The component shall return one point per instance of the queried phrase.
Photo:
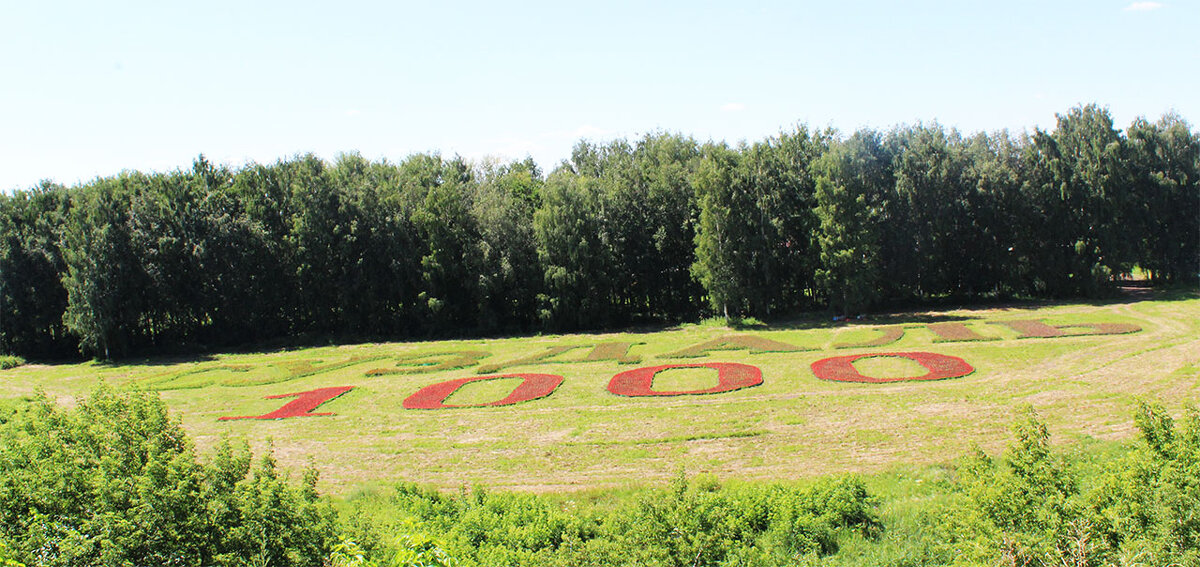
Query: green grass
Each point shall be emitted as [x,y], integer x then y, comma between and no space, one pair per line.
[792,425]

--

Reproduza a listagem acima linha por linha, sem omitir nenhuma, e desloque em 27 cada coordenada dos pontos dados como resposta. Deixe as imagens de fora.

The component shall return one point per instance of the queried phrase.
Photo:
Query: green grass
Each point shall be emitted as [x,y], integer x then y, comma between and no space, one pair per line.
[819,452]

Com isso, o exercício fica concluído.